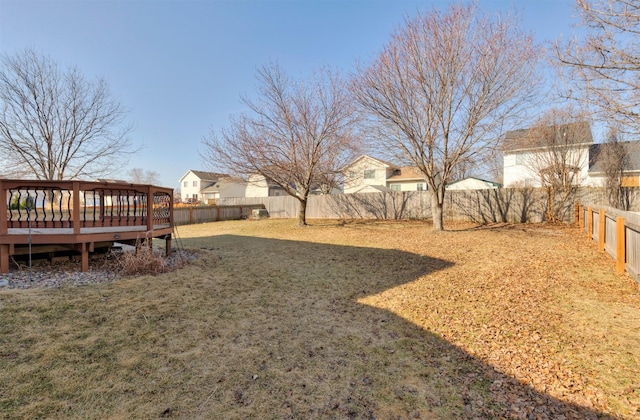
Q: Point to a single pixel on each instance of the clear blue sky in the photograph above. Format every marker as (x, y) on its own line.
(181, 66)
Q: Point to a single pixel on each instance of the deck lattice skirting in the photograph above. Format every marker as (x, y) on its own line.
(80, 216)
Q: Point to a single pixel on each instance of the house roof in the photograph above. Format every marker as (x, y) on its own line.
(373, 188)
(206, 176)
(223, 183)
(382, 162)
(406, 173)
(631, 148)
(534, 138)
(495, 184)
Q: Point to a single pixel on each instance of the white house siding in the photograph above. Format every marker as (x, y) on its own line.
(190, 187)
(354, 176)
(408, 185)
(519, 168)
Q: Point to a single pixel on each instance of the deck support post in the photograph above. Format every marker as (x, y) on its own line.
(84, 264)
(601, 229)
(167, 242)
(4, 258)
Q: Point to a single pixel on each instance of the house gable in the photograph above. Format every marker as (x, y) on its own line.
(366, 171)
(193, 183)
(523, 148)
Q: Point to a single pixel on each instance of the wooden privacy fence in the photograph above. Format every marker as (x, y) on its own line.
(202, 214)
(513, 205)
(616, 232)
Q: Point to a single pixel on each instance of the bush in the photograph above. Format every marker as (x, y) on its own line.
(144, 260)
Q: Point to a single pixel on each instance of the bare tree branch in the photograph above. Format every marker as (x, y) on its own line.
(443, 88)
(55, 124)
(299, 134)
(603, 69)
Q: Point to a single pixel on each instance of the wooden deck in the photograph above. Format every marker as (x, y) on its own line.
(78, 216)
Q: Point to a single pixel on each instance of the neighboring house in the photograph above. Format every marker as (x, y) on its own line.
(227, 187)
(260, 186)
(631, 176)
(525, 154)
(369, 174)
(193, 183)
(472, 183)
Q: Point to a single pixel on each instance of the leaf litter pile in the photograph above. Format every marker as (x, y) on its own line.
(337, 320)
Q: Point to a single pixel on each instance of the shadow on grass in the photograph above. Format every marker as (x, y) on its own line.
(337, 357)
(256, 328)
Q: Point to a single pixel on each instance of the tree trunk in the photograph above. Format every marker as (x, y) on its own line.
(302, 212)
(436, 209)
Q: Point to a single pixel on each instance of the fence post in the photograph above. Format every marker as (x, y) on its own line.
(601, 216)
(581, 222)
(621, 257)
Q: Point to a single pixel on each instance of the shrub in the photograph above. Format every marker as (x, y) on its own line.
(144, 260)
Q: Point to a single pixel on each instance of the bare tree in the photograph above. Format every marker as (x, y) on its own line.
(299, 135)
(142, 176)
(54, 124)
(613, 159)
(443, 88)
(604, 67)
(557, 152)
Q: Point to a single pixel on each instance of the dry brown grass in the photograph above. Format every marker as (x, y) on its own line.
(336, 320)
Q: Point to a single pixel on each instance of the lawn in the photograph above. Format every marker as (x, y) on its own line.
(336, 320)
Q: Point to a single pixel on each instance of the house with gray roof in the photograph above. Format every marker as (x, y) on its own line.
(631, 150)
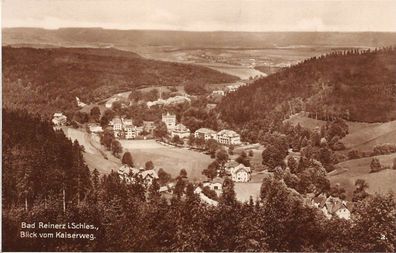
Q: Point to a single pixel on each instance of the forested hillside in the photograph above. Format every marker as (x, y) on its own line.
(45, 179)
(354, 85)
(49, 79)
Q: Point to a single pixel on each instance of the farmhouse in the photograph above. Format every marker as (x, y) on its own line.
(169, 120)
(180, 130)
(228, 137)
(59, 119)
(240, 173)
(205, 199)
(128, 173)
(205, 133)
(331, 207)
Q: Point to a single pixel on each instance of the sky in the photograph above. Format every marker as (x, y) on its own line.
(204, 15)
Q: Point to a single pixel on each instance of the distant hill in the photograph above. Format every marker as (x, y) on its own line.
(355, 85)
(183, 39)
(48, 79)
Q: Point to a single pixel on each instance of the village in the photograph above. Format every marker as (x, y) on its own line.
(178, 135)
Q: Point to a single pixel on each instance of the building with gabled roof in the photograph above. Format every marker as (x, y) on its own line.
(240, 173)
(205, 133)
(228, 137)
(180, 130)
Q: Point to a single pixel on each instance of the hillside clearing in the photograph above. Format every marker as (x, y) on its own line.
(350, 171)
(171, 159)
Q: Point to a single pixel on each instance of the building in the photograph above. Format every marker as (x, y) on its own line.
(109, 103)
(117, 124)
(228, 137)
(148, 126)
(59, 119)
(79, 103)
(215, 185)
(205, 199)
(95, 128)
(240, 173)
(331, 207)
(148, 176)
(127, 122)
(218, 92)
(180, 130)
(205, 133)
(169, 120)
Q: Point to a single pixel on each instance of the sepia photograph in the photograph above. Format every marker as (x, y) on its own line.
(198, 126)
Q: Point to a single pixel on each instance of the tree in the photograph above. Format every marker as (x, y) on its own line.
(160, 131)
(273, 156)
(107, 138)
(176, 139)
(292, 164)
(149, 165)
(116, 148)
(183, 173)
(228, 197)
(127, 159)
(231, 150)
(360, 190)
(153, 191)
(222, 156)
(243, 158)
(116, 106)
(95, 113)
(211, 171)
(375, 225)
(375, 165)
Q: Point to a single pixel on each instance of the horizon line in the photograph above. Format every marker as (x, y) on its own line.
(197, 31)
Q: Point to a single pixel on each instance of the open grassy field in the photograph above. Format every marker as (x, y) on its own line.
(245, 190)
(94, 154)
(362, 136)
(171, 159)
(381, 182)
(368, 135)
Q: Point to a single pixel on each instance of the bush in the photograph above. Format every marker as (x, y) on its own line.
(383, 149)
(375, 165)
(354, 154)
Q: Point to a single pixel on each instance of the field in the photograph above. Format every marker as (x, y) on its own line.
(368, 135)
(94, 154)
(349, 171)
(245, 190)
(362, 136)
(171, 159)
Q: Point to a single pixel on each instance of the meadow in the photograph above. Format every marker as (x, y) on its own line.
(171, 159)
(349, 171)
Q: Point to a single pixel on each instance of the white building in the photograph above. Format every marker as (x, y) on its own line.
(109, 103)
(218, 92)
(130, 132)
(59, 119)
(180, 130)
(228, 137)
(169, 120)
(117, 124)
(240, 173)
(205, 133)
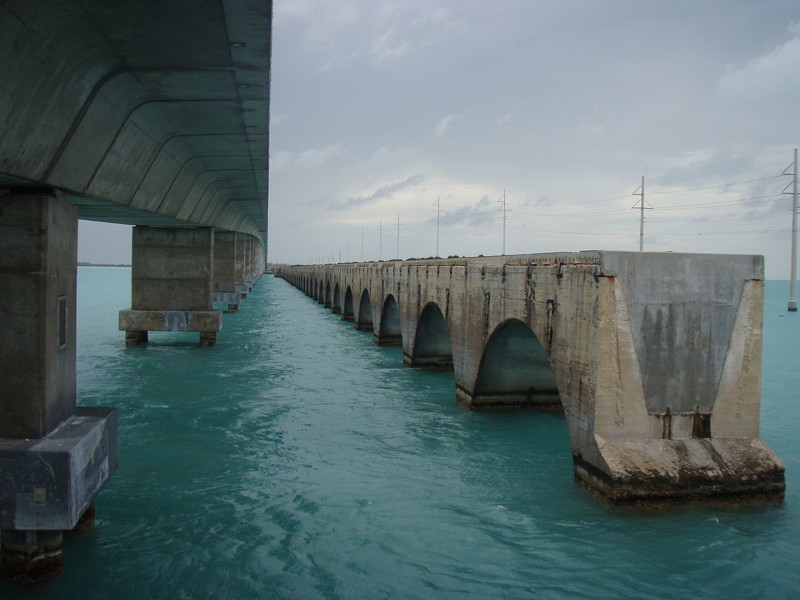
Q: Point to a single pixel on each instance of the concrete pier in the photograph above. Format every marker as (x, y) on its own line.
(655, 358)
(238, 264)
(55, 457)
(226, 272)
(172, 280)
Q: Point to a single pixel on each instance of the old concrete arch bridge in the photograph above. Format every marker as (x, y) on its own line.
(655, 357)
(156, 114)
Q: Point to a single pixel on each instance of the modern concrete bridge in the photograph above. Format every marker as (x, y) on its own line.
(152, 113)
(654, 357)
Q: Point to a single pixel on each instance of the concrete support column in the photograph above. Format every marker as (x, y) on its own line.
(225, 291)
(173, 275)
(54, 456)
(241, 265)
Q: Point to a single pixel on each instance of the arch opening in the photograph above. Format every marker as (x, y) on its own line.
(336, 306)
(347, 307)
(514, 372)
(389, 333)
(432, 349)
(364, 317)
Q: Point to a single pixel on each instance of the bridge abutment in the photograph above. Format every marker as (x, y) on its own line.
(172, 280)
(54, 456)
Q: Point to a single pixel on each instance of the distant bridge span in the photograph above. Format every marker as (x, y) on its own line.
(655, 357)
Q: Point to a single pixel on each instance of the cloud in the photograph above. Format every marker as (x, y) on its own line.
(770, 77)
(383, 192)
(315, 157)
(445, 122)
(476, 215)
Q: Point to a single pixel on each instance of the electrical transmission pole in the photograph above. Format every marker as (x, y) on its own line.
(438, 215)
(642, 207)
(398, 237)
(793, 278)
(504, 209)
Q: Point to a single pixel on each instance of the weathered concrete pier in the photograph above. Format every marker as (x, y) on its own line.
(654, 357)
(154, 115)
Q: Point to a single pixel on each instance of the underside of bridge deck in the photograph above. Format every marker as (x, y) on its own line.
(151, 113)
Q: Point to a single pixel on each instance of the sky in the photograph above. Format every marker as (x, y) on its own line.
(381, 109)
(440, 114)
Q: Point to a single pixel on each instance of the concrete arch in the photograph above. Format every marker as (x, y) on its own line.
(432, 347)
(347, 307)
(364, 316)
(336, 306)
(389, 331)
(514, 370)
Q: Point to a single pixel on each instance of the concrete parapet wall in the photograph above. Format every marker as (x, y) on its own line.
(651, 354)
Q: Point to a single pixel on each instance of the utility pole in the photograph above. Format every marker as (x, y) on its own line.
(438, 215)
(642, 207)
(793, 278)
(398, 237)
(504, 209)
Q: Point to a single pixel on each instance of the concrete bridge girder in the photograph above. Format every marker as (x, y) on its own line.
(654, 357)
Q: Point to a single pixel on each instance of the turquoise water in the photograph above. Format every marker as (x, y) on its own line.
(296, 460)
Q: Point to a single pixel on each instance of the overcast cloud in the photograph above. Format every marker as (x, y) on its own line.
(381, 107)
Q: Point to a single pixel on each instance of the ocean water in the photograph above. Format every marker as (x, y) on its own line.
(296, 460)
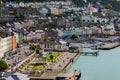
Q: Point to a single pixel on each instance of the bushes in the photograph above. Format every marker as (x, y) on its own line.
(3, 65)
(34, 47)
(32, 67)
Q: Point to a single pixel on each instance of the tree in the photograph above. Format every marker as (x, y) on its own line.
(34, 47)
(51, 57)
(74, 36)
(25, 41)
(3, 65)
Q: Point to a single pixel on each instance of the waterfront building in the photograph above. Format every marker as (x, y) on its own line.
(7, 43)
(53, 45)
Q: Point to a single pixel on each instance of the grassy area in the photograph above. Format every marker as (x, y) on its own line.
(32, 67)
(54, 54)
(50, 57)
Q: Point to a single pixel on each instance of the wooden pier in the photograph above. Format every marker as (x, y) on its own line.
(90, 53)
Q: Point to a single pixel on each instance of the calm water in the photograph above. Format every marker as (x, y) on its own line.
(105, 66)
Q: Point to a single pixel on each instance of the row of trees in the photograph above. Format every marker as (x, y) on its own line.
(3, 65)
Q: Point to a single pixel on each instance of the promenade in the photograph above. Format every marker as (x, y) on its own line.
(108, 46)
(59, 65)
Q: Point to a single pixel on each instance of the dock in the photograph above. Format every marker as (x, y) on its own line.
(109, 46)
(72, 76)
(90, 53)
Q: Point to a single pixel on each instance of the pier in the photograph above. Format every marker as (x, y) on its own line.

**ASSIGNED TASK:**
Write out exactly the lines that run from the one containing "of the dock" to the end of the records, both end lines included.

**EXERCISE RESPONSE:**
Q: Point to a single pixel on each instance of the dock in the photograph above. Format every marker as (x, y) on its own line.
(109, 46)
(72, 76)
(90, 53)
Q: Point to a single pixel on each instance of the pier in the photograph above. Format every marker as (x, y) on its own line.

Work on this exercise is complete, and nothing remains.